California regulators recently approved a new tariff for Sempra Energy’s Southern California Gas Co. (SoCalGas) to enter the distributed generation sector, which is growing in the state.

The California Public Utilities Commission (CPUC) in one of its October meetings approved SoCalGas’s new distributed energy resources services tariff under which the nation’s largest gas-only utility can build and operate combined heat/power (CHP) facilities on commercial and industrial customer premises (see Daily GPI, Aug. 18).

In taking its action unanimously, the five-member CPUC said the new tariff will make more widely available “a service that reduces the health and environmental impacts from air pollution, reduces greenhouse gas (GHG) emissions, and provides operational efficiencies consistent with current [state] environmental goals.”

The approval of the tariff included a denial of an agreement the utility had entered into with the CPUC independent consumer protection unit, the Division of Ratepayer Advocates (DRA). The regulators also modified the tariff to include a cost-based pricing methodology, enhanced market mitigation measure and added reporting/accounting requirements.

SoCalGas can now offer the distributed energy resources services (DERS) tariff for a 10-year period.

Dating back to the summer of 2014, SoCalGas proposed the DERS tariff as a means of spurring the adoption and use of “advanced energy systems,” including CHP, fuel cells, waste heat-to-power (WHP) and mechanical drive technology applications. The systems are all fueled in whole or part by natural gas, biogas or other gaseous fuels.

All of the systems are geared to produce onsite electricity, except for the mechanical drives that produce horsepower for water-pumping, gas compression or other applications.

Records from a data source
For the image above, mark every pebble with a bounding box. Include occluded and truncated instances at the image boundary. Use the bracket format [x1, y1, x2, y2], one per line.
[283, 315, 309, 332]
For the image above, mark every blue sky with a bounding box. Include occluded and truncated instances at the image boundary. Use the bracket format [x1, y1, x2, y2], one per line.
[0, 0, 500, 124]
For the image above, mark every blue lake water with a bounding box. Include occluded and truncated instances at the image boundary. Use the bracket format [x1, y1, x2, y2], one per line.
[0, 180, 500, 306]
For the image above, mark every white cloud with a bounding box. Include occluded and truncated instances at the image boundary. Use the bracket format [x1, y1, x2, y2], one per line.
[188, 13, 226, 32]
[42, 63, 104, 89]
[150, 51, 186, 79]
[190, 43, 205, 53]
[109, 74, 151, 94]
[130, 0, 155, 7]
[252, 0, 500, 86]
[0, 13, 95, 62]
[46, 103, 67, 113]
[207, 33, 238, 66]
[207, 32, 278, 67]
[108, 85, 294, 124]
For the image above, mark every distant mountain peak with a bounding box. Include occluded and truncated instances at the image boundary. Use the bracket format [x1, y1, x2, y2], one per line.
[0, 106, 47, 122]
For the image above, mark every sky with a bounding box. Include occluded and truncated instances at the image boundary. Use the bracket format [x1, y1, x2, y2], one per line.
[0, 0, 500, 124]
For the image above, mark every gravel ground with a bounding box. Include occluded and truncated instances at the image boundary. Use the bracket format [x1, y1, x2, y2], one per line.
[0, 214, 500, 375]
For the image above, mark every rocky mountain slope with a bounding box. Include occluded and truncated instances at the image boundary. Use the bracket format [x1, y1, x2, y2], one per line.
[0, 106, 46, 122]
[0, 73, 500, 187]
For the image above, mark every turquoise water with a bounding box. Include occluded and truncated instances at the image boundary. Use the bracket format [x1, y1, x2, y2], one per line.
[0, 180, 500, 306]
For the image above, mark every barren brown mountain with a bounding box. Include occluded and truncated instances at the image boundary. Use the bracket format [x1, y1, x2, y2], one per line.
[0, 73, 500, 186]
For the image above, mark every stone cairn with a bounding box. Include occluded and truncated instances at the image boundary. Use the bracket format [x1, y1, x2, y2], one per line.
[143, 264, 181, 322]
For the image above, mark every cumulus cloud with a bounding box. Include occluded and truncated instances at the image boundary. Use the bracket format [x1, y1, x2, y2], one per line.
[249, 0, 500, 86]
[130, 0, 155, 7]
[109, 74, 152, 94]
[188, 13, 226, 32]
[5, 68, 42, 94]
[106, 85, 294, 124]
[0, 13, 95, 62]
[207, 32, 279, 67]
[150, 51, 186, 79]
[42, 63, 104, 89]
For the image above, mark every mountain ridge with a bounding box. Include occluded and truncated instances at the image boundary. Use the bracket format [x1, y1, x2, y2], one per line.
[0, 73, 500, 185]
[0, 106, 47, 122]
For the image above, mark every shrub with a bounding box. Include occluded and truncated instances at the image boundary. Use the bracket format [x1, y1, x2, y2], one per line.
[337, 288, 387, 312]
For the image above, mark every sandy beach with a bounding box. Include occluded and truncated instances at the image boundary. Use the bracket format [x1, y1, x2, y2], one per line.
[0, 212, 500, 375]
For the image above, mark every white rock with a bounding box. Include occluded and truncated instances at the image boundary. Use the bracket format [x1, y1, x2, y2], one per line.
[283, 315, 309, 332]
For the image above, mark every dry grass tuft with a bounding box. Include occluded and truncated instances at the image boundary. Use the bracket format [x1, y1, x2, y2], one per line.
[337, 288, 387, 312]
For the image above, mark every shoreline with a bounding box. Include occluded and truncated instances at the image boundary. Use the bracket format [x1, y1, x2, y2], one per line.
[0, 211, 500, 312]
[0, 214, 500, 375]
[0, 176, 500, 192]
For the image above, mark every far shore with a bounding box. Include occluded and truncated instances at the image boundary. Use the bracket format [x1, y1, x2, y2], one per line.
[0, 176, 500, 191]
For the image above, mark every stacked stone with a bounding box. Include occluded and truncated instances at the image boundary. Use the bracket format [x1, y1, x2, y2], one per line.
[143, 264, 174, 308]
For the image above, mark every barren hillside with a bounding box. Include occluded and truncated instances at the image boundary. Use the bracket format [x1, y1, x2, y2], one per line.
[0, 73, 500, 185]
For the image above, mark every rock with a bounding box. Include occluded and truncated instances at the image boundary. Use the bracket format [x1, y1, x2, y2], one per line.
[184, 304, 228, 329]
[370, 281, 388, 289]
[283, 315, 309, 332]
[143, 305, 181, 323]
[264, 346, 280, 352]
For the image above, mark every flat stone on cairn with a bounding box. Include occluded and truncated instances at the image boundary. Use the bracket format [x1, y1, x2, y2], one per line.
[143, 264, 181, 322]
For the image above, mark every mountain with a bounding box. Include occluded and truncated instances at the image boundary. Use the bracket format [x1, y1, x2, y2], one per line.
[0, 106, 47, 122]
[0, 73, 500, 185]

> What is being asked: Write the next part of the text about the SoCalGas distributed energy resources tariff, starting after its final sentence. The rows above are independent material and have no connection to the text on the SoCalGas tariff.

> Task result:
SoCalGas industrial and commercial customers typically can’t deal with high upfront equipment costs, limited internal expertise, ongoing operation and maintenance needs or the added technological risks inherent in onsite energy systems, the utility stressed to the CPUC. The DERS tariff is supposed to allow these customers to get the benefits of onsite energy needs through advanced systems.

Nevertheless, regulators generally are concerned when there is proposed utility ownership of energy equipment on the customer’s side of the meter. Further, in California it is unclear how CHP fits in the governor’s approach for curbing GHG emissions (see Daily GPI, April 30) and the push for more distributed generation.

Last year, the CPUC agreed to allow SoCalGas to file a proposal in this area, but the assigned commissioner, Carla Peterman, at the time expressed concerns about the utility’s application and an administrative law judge’s “soft” proposed recommendation supporting it that raised important policy questions, one dealing with the controversial utility-affiliate transaction rules.

“What’s appropriate [to do] under the affiliate transaction rules versus the regulated utility on its own?” Peterman said. “Specifically where do you draw the line, and what is a logical extension of utility activities?” She pointed out that in the past, third-party consultants have concluded that there were some major ambiguities in the CPUC’s affiliate transaction guidelines.

With the additional mitigation steps and tariff requirements, the regulators are now allowing SoCalGas to design, install, own, operate and maintain advanced energy systems on or adjacent to customer premises.

SoCalGas recognized that the DERS tariff isn’t feasible for all of its commercial/industrial customers. The feasibility of CHP and distributed energy resources solutions depends on a number factors, including the size of a customer, its unique gas and electric demand profile, existing equipment and expansion plans and many other factors, including the business’s desire to increase its overall operating efficiency.